* _Provided passage_
"""

Profile image of Arun
8 Years ago
 
Dear Student
 
I have assumed angle A in place of theta for easy writing.
 
 consider one particle impinging normally on wall with velocity (v cos A) 
lets consider momentum conservation (vector in 2 directions). let particle rebound at an angle B after collision 
let + x be along beam 
normal to wall> 
m v cos A + 0 = - m V cos B + 0 
parallel to wall 
m v sin A + 0 = m V sin B + 0 
squaring and adding V = v, A = B [as happens in law of reflection] 
------------------------------------ 
change in momentum normal to wall = m v cos A - (- m v cos A) = 2 m v cos A 
n = number of particles/volume 
change of momentum/volume = n [2 m v cos A] 
--------------------------------------...

"""

* _Given request A_
Decide whether each statement agrees with the forum reply on particle momentum, answering yes or no and quoting the deciding words from it: (i) angle A is used instead of theta; (ii) the +x direction is taken perpendicular to the beam; (iii) the change in momentum normal to the wall equals 2 m v cos A.
The records have no connection to the forum reply on particle momentum.

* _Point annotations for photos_
"""

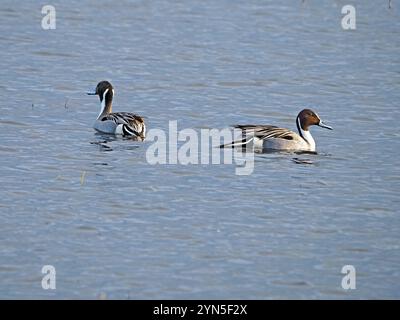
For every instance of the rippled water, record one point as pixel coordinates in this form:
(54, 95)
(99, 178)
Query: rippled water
(113, 225)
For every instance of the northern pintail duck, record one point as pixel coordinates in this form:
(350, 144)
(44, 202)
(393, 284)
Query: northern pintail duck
(121, 123)
(268, 137)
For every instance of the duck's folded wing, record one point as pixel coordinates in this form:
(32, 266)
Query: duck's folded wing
(132, 124)
(266, 131)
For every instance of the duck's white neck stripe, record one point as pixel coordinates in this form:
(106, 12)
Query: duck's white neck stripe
(103, 103)
(306, 135)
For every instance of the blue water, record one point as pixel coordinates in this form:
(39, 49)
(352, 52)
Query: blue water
(115, 226)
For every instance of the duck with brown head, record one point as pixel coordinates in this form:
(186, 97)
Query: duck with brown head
(266, 137)
(120, 123)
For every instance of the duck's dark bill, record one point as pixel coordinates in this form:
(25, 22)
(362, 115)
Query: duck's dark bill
(323, 125)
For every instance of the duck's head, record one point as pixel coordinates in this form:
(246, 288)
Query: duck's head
(307, 118)
(104, 90)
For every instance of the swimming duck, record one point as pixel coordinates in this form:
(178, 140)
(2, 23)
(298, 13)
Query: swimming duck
(120, 123)
(267, 137)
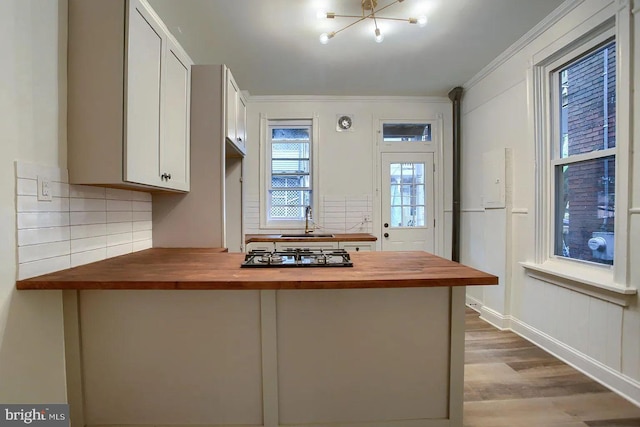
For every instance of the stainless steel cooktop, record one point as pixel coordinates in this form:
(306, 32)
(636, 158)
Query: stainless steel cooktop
(298, 258)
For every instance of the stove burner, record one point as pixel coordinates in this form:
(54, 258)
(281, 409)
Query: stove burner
(269, 258)
(298, 258)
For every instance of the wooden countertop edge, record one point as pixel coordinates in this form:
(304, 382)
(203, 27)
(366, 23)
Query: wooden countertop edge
(250, 285)
(211, 268)
(355, 237)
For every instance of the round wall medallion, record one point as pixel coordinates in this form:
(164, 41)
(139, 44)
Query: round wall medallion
(345, 122)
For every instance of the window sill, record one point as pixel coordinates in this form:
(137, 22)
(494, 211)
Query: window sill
(592, 281)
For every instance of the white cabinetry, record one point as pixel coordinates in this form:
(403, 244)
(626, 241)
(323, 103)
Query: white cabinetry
(280, 245)
(357, 246)
(236, 115)
(128, 98)
(211, 214)
(263, 246)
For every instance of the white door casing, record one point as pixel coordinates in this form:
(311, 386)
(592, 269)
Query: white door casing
(407, 202)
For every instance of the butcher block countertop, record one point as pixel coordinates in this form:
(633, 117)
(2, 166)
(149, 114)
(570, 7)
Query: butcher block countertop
(180, 268)
(347, 237)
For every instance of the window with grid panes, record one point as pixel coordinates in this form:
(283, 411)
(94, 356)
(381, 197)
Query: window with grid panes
(583, 156)
(290, 184)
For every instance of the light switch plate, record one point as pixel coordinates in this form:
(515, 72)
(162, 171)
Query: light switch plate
(44, 189)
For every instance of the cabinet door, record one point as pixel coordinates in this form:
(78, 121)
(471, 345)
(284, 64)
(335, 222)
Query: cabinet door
(143, 88)
(231, 108)
(174, 149)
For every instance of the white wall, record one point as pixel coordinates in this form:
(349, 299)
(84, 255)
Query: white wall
(597, 336)
(346, 159)
(32, 129)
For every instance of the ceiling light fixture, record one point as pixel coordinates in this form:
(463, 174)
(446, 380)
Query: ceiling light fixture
(369, 11)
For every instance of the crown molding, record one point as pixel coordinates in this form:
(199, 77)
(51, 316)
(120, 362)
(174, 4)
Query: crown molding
(560, 12)
(331, 98)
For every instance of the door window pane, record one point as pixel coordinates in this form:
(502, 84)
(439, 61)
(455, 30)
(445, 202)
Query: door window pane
(407, 195)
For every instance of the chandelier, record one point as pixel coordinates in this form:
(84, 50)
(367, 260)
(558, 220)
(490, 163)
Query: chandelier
(369, 11)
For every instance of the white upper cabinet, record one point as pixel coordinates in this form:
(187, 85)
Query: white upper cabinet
(174, 138)
(129, 98)
(236, 115)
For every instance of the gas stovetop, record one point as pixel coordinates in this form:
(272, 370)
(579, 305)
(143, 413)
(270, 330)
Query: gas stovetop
(298, 258)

"""

* _Given request B_
Set down the records without any change. Begin at the line that has "For every instance of the ceiling" and go through the final line of the records.

* _Full solution A_
(i) Yes: "I have assumed angle A in place of theta for easy writing."
(ii) No: "let + x be along beam"
(iii) Yes: "change in momentum normal to wall = m v cos A - (- m v cos A) = 2 m v cos A"

* _Full solution B_
For every instance of the ceiling light fixture, record one point as pixel coordinates in this form:
(463, 174)
(446, 380)
Query: ceiling light fixture
(369, 11)
For every instance of the crown molding, record one point as pixel coordinates in this form:
(199, 77)
(51, 316)
(120, 362)
(174, 4)
Query: crown molding
(560, 12)
(331, 98)
For every instance of the door window pane, record one point as pixel coordinates in this form:
(502, 84)
(439, 61)
(455, 30)
(445, 202)
Query: door window pane
(407, 195)
For every instance of the chandelier, record one point as pixel coordinates in this form:
(84, 50)
(367, 260)
(558, 220)
(490, 163)
Query: chandelier
(369, 11)
For every instance of the white upper cabinet, record one point as pixel coordinates in this form:
(187, 85)
Query: white upper cabinet
(174, 138)
(129, 98)
(236, 115)
For every instance of the gas stovetop, record one point as pixel coordinates in this form:
(272, 370)
(579, 305)
(143, 413)
(270, 330)
Query: gas stovetop
(298, 258)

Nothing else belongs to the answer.